__TASK GOAL__.
Write the records below out again exactly as given, with no images.

__DATA SUPPLIED__.
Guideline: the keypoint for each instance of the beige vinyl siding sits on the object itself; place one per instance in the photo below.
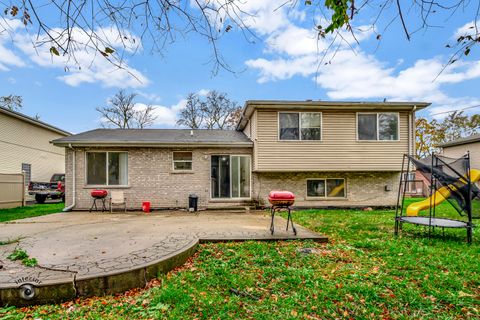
(460, 150)
(23, 142)
(11, 190)
(338, 149)
(247, 130)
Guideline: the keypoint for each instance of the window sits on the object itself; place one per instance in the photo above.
(107, 168)
(326, 188)
(230, 176)
(182, 161)
(377, 126)
(299, 125)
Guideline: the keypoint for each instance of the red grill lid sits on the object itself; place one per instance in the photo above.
(99, 193)
(281, 195)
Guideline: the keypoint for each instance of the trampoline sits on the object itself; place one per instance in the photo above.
(451, 180)
(434, 222)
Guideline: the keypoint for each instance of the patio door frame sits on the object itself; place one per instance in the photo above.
(230, 173)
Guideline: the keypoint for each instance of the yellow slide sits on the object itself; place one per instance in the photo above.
(441, 195)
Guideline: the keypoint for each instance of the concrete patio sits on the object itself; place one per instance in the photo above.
(85, 254)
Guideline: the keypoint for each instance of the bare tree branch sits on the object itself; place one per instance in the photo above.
(122, 112)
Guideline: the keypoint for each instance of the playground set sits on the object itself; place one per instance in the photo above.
(451, 180)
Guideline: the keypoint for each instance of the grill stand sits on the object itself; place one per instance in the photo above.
(289, 218)
(94, 204)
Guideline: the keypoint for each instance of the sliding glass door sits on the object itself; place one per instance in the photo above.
(230, 176)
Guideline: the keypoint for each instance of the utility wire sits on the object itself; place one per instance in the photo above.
(466, 108)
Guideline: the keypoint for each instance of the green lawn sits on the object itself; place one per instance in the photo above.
(363, 272)
(30, 211)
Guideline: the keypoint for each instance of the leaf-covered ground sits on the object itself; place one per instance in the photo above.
(363, 272)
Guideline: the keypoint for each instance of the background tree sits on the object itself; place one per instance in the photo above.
(431, 133)
(192, 116)
(214, 111)
(90, 23)
(122, 112)
(11, 102)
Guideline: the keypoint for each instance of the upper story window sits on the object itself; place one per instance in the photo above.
(182, 160)
(377, 126)
(300, 125)
(107, 168)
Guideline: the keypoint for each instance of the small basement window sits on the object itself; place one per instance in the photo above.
(182, 160)
(326, 188)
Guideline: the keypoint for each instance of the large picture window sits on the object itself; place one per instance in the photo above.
(377, 126)
(230, 176)
(326, 188)
(107, 168)
(300, 125)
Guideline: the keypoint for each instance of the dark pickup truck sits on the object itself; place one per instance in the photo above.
(55, 189)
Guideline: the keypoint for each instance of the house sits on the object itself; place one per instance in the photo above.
(25, 146)
(459, 147)
(341, 154)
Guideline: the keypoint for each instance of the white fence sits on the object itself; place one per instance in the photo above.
(12, 190)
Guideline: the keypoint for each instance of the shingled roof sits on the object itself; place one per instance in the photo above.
(470, 139)
(156, 137)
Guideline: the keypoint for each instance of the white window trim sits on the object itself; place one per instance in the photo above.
(378, 131)
(300, 126)
(183, 161)
(326, 197)
(106, 168)
(230, 198)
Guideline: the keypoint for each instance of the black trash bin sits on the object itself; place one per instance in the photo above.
(192, 202)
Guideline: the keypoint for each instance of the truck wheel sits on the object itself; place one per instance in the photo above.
(40, 198)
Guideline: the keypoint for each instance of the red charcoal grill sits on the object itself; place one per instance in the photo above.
(98, 195)
(281, 200)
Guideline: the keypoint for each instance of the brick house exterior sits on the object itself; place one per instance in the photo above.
(239, 167)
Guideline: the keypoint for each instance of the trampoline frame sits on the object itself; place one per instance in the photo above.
(433, 221)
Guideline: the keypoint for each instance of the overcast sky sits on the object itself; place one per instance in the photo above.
(282, 63)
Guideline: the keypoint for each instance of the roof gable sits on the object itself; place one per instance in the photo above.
(156, 137)
(33, 121)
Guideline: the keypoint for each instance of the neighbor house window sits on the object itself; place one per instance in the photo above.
(107, 168)
(326, 188)
(230, 176)
(377, 126)
(300, 125)
(182, 160)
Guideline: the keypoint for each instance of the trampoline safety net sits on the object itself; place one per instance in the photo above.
(452, 179)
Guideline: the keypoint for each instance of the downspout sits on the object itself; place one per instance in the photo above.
(70, 207)
(411, 132)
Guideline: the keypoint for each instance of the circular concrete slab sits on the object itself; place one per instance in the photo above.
(85, 254)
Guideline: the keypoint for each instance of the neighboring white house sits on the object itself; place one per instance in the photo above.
(457, 148)
(25, 146)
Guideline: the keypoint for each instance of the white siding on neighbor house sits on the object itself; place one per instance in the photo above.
(458, 151)
(339, 149)
(23, 142)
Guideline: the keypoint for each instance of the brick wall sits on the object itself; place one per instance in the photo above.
(151, 178)
(362, 188)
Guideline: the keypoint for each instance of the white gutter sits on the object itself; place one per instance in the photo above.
(70, 207)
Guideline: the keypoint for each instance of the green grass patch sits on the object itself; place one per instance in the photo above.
(30, 211)
(22, 255)
(364, 272)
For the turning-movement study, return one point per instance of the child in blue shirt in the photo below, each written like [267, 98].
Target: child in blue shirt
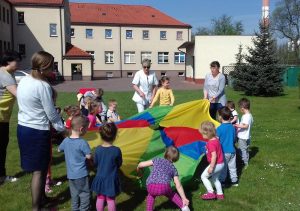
[226, 134]
[77, 151]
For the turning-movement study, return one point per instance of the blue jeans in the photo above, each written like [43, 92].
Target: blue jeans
[80, 193]
[213, 108]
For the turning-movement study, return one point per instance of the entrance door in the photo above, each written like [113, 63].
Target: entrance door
[76, 71]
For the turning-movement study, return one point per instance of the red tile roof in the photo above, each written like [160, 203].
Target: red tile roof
[73, 51]
[117, 14]
[37, 2]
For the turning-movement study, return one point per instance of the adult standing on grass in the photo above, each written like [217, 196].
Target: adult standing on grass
[214, 89]
[8, 92]
[145, 85]
[36, 111]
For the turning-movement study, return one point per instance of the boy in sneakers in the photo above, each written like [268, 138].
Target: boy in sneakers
[244, 129]
[226, 134]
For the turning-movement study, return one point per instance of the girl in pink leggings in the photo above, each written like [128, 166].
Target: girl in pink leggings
[158, 183]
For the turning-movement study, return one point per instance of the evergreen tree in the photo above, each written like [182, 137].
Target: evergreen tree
[262, 75]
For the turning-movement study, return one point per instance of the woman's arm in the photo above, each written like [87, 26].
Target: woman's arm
[180, 190]
[212, 162]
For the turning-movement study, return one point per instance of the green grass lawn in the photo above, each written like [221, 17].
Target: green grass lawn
[271, 182]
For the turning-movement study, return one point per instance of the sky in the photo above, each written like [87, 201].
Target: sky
[199, 13]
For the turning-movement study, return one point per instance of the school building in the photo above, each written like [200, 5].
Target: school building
[91, 41]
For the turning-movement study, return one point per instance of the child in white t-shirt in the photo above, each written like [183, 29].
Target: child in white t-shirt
[244, 128]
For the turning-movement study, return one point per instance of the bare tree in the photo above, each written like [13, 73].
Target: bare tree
[285, 21]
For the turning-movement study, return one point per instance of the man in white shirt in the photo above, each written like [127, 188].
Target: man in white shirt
[145, 86]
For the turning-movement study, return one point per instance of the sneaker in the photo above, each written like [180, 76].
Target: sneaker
[208, 196]
[185, 208]
[8, 179]
[235, 184]
[220, 196]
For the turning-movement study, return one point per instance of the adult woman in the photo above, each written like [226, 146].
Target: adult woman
[36, 110]
[145, 85]
[8, 92]
[214, 86]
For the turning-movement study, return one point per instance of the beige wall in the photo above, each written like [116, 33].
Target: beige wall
[86, 67]
[5, 28]
[220, 48]
[35, 33]
[154, 45]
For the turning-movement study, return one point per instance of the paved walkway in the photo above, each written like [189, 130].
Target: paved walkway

__REPLY TO THE EXERCISE__.
Guideline: the keypoint for each instance of the beige vinyl siding sits on the object itself; place one per instance in the photo below.
(460, 150)
(23, 142)
(11, 190)
(338, 149)
(247, 130)
Guideline: the keypoint for each instance of the window sits on the object itself; place one per instance in the photo above.
(107, 168)
(326, 188)
(230, 176)
(182, 161)
(377, 126)
(299, 125)
Guideline: the keypoint for each instance of the red grill lid sits on the object itself; place one per instance in the photo above.
(99, 193)
(281, 195)
Guideline: the keypoint for each instance of the trampoline sits on the object itself; place one per instance in the photo above.
(451, 180)
(434, 222)
Guideline: the keypoint for each instance of the patio door frame sits on the object itself; place one per instance in the photo above.
(230, 173)
Guideline: the keypoint for each instance of the yellow slide sits on the object itself; place one per instance in the photo above.
(441, 195)
Guideline: the keypoint for each instance of the concrete patio sits on the object itself; place one per instance in the photo above.
(85, 254)
Guideline: the keypoint for each instance of the bare tree branch sits on the object itself; place one per instance in the photo above.
(122, 112)
Guideline: the keypoint for each instance of the playground set sits on the object itself; place one per instance in the photo above.
(451, 180)
Guideline: the keypoint for each instance of the grill stand sits on the object itself; place one per instance in the photo above.
(289, 218)
(94, 204)
Guideline: the keypoint for each instance of the sliding glass door sits on the object itself; place one per instance in the photo above.
(230, 176)
Guideline: the keypoint for each instance of the utility wire sits on the object itself; place one per instance in the photo above.
(466, 108)
Guideline: the keypoint for each instance of the green lawn sits on the object itself; place one per instance in the photo above.
(363, 272)
(30, 211)
Guideline: the keypoint for each instance of the leaf-covered ground sits on the object itself; place one per instance in the photo above.
(363, 272)
Guideline: the keypoint for each instance of the background tree sits on the object itself; place one per instance in the photo above.
(431, 133)
(192, 116)
(214, 111)
(90, 23)
(122, 112)
(11, 102)
Guideline: the keypoint for each instance of the upper story window sits on the object itself; place one per instance in the photo above.
(182, 160)
(377, 126)
(300, 125)
(107, 168)
Guideline: the keypoint for each instance of the small basement window sits on the object itself; place one per instance in the photo above.
(182, 160)
(326, 188)
Guideline: the keypoint for each instance of the large picture window sits on the object itself; place one per instance in the photo above.
(377, 126)
(230, 176)
(326, 188)
(107, 168)
(300, 125)
Guideline: the keypoint for each instance of the dark pickup truck sits on the object itself; place one per instance in the photo above.
(55, 189)
Guideline: the keypoint for each instance of the house sits on the object itself; place one per instance in the photo above.
(25, 146)
(459, 147)
(341, 154)
Guideline: the keypoint for each instance of the white fence sits on the object itself; place one per instance in the photo above.
(12, 190)
Guideline: the keypoint for each instance of the shingled roof sits on the object itself; place one per instance in the photo above.
(470, 139)
(156, 137)
Guideline: the keypoint for each instance of the white window trim sits on the object itself; place one per instance in the photo above.
(378, 131)
(300, 126)
(183, 161)
(326, 197)
(106, 168)
(230, 198)
Guideline: the keypoint for each instance of the black trash bin sits on the object itself; place one per instance in the photo above.
(192, 202)
Guideline: the keypoint for each instance of the truck wheel sits on the object itself; place one per instance in the photo above.
(40, 198)
Guideline: the keypoint for each instance of the red charcoal grill sits on the object itself; place one per instance in the photo above.
(98, 195)
(281, 200)
Guideline: the keypoint for each instance of the brick house exterior sits on the object itself; place one per instance in the photo above.
(239, 167)
Guideline: the keypoint for each instance of the trampoline frame sits on the object itself; place one per instance in the photo above.
(433, 221)
Guideline: the keypoint for each instance of the overcast sky sits on the object itself; place one per instance in the photo above.
(282, 63)
Guideline: the keypoint for each instance of the roof gable sits on the object itself; place one per instance in the photo above.
(156, 137)
(33, 121)
Guideline: the keypoint for each instance of the neighbor house window sits on the object itself; place one per instance in the photo above.
(107, 168)
(326, 188)
(230, 176)
(377, 126)
(300, 125)
(182, 160)
Guideline: the keypoint for each instance of the trampoline safety net sits on the object itself; place one per instance in the photo above.
(452, 179)
Guideline: the keypoint for each instance of the downspout sits on the object itself; place one per instance in the photo above.
(70, 207)
(411, 132)
Guideline: the keypoint for each instance of the circular concrete slab sits on the object itself; place one per instance in the photo above.
(85, 254)
Guideline: the keypoint for each instance of the neighboring white house sits on the object itself; place one per instance in the photo above.
(457, 148)
(25, 146)
Guideline: the keypoint for each instance of the white siding on neighbor house sits on the object itself; place one per instance in the photo above.
(458, 151)
(339, 149)
(23, 142)
Guideline: the keypoint for each instance of the brick wall sits on the object itself; place one per instance in the photo above.
(151, 178)
(362, 188)
Guideline: the keypoint for each instance of the white gutter sits on the object itself; place one per instance in the photo above.
(70, 207)
Guideline: the keypoint for each instance of the green grass patch sits on the object itself; place one per instance in the photo above.
(30, 211)
(22, 255)
(364, 272)
For the turning-movement study, return one point per instance of the child in blue shirt in the photo below, each written like [267, 98].
Target: child in blue shirt
[226, 134]
[77, 151]
For the turning-movement study, return one point per instance of the blue jeans in the photo above, each written like [43, 92].
Target: blue jeans
[80, 193]
[213, 108]
For the turning-movement study, return one point per instance of the entrance door in the photo above, each written like [113, 63].
Target: entrance door
[76, 71]
For the turning-movement study, return one point per instance of the red tile roof in the photo above, each written like [160, 203].
Target: red tile roof
[73, 51]
[117, 14]
[37, 2]
For the turning-movement study, return one point per instance of the adult standing on grass in the photo above, each written like [217, 196].
Target: adult standing on grass
[214, 89]
[8, 92]
[145, 85]
[36, 111]
For the turning-movement study, return one point per instance of the boy in sneakers in the photo above, each written like [268, 138].
Target: boy in sneakers
[244, 129]
[226, 134]
For the turning-movement study, return one point per instance of the girl in pink leggings in the photo above, each written like [128, 166].
Target: girl in pink leggings
[158, 183]
For the turning-movement study, return one point per instance of the evergreen tree in the photo above, each written like [182, 137].
Target: evergreen tree
[262, 75]
For the turning-movement study, return one point per instance of the woman's arm in the photo above, each written like [87, 26].
Target: woman's arm
[180, 190]
[212, 162]
For the turning-movement study, return one point per instance of the green grass lawn in the photo above, each written like [221, 17].
Target: green grass lawn
[271, 182]
For the turning-movement study, return one point per instance of the sky in the photo above, each written like [87, 201].
Target: sky
[199, 13]
For the turning-movement study, return one point per instance of the school building in the photo above, each written like [200, 5].
Target: school building
[91, 41]
For the turning-movement study, return one point per instance of the child in white t-shirt in the photo above, each written like [183, 29].
Target: child in white t-shirt
[244, 128]
For the turning-movement study, return one point per instance of the bare tree in the photo above, each written like [13, 73].
Target: bare tree
[285, 21]
For the turning-movement study, return one point per instance of the man in white shirt in the photo above, each written like [127, 188].
Target: man in white shirt
[145, 86]
For the turning-movement study, return one point per instance of the sneaker in the photo above, each written like [180, 76].
Target: sneaker
[208, 196]
[185, 208]
[8, 179]
[235, 184]
[220, 196]
For the turning-movement study, return one point per instance of the adult woman in the photo above, each written like [226, 146].
Target: adult woman
[36, 110]
[145, 85]
[8, 92]
[214, 86]
For the turning-movement study, return one point per instance of the beige wall in the photo above, each written like [116, 33].
Target: beige wall
[86, 67]
[5, 28]
[220, 48]
[35, 33]
[154, 45]
For the turning-movement study, return one point per instance of the paved walkway in the photo above, each written like [189, 130].
Target: paved walkway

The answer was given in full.